■ WHAT TO WORK ON ■
Every line below that has "glowing" in it should be copied.
====
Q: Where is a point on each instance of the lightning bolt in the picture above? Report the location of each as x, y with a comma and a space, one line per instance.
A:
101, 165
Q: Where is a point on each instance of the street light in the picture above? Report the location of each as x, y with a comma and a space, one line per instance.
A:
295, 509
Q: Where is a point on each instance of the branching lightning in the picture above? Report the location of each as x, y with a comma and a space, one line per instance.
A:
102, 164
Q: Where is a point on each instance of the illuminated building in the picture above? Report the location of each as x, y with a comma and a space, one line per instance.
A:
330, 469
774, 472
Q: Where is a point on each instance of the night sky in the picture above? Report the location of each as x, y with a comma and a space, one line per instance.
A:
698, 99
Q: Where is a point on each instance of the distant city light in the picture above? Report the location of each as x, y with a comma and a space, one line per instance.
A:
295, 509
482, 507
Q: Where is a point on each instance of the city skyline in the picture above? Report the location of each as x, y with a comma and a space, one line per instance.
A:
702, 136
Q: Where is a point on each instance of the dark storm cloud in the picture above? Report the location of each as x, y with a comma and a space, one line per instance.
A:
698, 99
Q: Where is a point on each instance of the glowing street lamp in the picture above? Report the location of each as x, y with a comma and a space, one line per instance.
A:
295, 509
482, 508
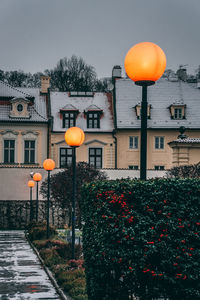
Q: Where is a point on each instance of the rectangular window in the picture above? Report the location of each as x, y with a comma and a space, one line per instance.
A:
133, 142
178, 113
69, 120
65, 157
95, 157
29, 152
93, 120
133, 167
9, 151
159, 142
159, 167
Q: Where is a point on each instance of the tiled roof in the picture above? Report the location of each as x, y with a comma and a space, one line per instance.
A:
38, 111
69, 107
93, 108
160, 97
101, 101
7, 90
187, 141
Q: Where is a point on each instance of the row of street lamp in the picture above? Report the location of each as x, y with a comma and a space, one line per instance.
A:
74, 137
144, 64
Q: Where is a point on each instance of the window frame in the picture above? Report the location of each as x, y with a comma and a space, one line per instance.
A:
135, 142
69, 119
60, 155
9, 149
29, 149
133, 167
95, 157
159, 145
159, 168
93, 119
178, 113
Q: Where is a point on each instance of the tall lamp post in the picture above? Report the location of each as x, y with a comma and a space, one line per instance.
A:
144, 64
74, 137
37, 178
31, 184
48, 165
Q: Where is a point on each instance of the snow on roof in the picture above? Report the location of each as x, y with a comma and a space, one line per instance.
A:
38, 112
93, 108
186, 141
69, 107
6, 90
160, 96
101, 101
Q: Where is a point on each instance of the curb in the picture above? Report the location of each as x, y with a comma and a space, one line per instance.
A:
48, 272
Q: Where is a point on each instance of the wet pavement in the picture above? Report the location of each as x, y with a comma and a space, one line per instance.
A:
21, 275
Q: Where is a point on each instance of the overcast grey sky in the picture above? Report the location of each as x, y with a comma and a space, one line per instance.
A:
35, 34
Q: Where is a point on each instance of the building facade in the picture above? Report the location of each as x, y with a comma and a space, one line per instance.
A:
172, 103
93, 113
23, 126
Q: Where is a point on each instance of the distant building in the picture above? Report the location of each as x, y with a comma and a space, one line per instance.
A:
93, 113
23, 126
171, 104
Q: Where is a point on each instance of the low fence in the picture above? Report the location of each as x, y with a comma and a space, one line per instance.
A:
15, 214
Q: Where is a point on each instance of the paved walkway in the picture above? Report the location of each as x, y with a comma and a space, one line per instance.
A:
21, 275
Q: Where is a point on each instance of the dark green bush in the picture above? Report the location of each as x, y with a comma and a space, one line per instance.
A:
142, 238
38, 231
51, 257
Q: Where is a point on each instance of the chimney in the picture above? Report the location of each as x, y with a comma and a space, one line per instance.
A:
182, 74
116, 72
45, 84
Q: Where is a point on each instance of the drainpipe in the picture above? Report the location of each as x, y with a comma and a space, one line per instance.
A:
115, 118
49, 122
115, 143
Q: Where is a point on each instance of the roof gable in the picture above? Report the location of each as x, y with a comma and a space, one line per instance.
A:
8, 91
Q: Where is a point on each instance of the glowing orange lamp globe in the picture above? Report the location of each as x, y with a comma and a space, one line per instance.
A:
37, 177
49, 164
31, 183
145, 62
74, 136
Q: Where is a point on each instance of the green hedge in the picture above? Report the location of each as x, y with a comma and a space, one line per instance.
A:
141, 238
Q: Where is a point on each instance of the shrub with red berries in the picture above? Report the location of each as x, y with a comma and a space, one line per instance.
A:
141, 238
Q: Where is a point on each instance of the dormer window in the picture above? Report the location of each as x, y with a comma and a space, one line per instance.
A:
20, 107
69, 119
138, 110
93, 114
177, 111
69, 114
93, 120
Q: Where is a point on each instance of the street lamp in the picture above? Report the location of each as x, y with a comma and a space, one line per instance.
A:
37, 177
74, 137
31, 184
48, 165
144, 64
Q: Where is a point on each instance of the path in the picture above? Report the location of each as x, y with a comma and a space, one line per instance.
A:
21, 275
====
■ WRITTEN ANSWER ■
Q: Where is a point on each instance of the glowing street lamp in the picture above? Report the location of each as x, y with a comma and a space, one line per instance.
Q: Where is a point on each instance of the glowing orange lamp globe in the picture above? Report the location of each as x, y with a comma and a space, one line per instance.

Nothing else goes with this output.